• **Directions**:
Below is a set of entries. Reproduce exactly the lines from the one containing "Could you point to the rivet" through the end, both included.

Items from a data source:
▼▼▼

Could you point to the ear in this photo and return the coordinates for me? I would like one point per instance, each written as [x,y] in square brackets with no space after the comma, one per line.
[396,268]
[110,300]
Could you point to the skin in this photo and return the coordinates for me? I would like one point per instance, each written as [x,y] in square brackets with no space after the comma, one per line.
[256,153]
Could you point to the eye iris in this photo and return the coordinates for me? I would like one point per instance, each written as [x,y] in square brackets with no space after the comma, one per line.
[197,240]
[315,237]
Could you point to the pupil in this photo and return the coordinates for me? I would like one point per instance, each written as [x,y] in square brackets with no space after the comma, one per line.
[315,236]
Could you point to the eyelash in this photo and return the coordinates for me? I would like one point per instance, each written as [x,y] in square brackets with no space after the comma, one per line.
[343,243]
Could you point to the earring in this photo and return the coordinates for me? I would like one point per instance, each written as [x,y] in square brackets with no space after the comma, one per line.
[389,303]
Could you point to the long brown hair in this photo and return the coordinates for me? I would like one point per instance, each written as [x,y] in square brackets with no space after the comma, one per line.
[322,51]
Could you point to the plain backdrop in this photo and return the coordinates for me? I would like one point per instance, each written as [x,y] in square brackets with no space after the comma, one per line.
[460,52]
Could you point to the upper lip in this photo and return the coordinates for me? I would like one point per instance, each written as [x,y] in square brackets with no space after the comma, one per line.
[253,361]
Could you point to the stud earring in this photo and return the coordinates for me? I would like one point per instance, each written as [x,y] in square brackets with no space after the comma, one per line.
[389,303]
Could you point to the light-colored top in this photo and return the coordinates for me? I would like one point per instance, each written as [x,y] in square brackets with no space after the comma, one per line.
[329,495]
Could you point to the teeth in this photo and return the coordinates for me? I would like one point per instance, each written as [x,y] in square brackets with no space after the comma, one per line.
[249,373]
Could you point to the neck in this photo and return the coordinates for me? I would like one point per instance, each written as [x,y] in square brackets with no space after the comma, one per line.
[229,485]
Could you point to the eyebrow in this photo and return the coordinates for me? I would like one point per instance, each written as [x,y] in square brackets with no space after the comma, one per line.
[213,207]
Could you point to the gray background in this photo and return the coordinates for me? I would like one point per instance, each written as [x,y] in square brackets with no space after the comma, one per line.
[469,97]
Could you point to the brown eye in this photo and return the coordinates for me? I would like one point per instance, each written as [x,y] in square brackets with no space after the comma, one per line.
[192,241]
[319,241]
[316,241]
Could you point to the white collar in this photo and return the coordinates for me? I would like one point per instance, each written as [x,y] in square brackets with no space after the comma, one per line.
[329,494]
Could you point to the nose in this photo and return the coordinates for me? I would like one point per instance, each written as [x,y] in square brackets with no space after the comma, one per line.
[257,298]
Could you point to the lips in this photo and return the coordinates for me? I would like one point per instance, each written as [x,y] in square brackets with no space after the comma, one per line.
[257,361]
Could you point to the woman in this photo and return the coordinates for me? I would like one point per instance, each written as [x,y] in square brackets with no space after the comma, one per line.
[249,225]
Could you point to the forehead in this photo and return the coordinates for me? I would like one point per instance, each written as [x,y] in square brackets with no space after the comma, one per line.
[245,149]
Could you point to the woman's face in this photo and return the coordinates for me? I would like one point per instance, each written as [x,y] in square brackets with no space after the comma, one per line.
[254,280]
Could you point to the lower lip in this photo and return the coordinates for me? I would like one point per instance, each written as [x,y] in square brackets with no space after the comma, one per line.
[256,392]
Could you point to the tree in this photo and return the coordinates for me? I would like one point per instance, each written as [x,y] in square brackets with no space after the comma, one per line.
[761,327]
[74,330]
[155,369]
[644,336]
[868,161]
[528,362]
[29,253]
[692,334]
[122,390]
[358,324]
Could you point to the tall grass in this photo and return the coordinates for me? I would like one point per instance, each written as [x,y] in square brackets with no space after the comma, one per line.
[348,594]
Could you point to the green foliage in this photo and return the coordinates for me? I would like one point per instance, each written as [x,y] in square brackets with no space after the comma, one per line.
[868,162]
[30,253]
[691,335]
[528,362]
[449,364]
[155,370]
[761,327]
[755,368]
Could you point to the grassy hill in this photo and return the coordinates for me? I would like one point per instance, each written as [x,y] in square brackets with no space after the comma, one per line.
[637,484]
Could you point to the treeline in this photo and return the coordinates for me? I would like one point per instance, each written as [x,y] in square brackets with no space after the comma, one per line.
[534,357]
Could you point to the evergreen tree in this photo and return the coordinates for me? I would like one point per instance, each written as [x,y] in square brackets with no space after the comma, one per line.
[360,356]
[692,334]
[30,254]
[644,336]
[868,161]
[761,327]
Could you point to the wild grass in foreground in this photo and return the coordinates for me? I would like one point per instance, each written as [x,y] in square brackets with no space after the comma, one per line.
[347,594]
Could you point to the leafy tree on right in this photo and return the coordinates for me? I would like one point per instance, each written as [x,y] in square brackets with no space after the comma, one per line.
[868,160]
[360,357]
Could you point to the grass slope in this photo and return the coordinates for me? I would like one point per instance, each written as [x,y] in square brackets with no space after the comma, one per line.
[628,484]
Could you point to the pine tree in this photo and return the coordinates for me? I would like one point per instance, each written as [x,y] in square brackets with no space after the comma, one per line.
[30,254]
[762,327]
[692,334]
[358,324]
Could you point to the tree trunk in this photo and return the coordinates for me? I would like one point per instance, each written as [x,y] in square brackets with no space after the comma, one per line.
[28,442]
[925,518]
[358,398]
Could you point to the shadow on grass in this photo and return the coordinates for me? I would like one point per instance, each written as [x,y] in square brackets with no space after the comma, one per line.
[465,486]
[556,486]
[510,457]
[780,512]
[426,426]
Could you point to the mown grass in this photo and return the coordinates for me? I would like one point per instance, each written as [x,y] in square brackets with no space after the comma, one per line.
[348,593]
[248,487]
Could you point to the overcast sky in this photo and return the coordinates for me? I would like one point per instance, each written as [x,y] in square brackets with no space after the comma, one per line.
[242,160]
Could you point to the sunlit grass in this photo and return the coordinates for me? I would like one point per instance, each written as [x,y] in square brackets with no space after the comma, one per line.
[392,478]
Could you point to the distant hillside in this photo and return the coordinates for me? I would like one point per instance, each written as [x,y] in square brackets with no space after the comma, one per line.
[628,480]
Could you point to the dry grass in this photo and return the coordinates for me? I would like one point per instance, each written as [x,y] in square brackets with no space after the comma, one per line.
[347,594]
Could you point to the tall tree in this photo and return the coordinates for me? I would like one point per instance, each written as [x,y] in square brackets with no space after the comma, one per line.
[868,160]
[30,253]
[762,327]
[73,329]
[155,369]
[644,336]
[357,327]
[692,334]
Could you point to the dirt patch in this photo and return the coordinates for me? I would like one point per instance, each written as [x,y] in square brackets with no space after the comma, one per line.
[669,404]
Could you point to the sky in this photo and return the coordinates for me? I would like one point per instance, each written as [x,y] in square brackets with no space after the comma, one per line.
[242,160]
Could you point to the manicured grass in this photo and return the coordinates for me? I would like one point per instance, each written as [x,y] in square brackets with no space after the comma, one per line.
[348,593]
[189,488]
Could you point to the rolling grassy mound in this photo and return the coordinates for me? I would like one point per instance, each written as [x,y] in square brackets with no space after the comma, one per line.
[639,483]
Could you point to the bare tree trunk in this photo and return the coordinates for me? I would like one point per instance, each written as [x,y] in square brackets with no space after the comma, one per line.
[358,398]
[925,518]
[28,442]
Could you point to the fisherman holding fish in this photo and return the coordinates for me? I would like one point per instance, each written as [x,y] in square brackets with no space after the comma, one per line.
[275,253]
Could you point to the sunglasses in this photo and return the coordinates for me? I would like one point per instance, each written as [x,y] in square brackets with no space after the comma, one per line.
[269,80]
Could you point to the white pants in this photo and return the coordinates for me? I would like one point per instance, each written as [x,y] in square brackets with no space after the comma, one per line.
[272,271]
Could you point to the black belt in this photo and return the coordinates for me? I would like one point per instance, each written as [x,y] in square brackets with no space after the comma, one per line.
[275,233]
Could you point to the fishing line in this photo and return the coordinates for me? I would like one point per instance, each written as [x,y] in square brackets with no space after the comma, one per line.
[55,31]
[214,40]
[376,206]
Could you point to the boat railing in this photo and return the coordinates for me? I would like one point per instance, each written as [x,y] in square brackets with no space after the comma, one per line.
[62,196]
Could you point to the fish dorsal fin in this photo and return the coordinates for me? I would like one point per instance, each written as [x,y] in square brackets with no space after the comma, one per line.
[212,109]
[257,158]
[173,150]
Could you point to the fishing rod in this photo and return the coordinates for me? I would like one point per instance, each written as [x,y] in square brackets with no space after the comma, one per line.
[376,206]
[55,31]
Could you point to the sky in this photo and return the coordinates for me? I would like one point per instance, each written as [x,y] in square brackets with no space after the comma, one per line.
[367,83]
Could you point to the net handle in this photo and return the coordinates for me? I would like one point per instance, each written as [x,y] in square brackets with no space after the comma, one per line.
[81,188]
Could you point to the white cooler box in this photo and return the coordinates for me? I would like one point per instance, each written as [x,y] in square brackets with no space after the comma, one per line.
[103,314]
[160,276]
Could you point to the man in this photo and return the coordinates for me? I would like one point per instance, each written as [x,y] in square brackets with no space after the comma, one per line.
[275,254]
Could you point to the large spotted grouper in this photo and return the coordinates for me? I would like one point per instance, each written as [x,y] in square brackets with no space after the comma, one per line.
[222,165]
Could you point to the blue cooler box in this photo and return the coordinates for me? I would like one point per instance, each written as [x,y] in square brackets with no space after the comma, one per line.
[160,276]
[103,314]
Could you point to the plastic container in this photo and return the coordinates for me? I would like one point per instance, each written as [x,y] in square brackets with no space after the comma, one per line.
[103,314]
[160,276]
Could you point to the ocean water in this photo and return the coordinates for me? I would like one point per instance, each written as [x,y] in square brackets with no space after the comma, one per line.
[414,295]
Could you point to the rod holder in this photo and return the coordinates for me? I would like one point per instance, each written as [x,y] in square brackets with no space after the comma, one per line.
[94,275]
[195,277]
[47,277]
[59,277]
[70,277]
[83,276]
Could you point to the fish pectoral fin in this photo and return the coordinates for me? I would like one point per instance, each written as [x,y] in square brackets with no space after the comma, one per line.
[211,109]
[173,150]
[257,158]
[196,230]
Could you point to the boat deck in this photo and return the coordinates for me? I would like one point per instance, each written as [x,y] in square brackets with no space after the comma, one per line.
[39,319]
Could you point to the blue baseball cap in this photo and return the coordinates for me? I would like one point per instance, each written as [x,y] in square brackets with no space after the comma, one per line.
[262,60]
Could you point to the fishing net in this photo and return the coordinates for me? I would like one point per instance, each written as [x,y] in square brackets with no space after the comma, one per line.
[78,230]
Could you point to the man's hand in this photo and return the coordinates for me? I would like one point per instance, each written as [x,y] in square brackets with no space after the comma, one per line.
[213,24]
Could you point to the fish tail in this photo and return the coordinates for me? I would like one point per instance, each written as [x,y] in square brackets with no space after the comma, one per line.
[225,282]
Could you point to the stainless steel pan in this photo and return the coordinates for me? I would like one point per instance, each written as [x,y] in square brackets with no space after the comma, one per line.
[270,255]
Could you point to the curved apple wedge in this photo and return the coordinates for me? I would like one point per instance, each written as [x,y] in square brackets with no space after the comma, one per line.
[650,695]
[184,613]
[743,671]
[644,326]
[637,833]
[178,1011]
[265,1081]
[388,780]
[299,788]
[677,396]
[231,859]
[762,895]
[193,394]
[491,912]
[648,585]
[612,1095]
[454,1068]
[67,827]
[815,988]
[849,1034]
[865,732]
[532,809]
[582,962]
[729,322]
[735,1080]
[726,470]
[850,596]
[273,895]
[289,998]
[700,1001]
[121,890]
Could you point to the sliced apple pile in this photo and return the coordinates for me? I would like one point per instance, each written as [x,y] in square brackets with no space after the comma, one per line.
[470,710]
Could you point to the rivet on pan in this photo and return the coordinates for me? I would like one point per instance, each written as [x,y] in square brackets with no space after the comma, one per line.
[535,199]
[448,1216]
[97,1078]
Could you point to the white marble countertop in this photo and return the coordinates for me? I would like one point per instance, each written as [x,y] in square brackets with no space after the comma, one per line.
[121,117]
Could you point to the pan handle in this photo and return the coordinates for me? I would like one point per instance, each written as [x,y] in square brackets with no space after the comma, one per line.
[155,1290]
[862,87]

▲▲▲

• **Reply to the exercise**:
Could you point to the rivet on pan in this photo and return the coordinates for me? I would like one point per instance, each written as [x,y] in square brackets with no space after the comma, one per line.
[535,199]
[448,1216]
[97,1078]
Could you point to the white marble countertop in this photo and return the coordinates for me? I would like one point per instance, each written as [x,y] in square brackets with no space after the comma, one per line.
[121,117]
Could you point to the pan handle in this photo and return the coordinates for me? I would like one point per instance, each written as [x,y] in square brackets with no space after the comma, one per line.
[155,1290]
[862,87]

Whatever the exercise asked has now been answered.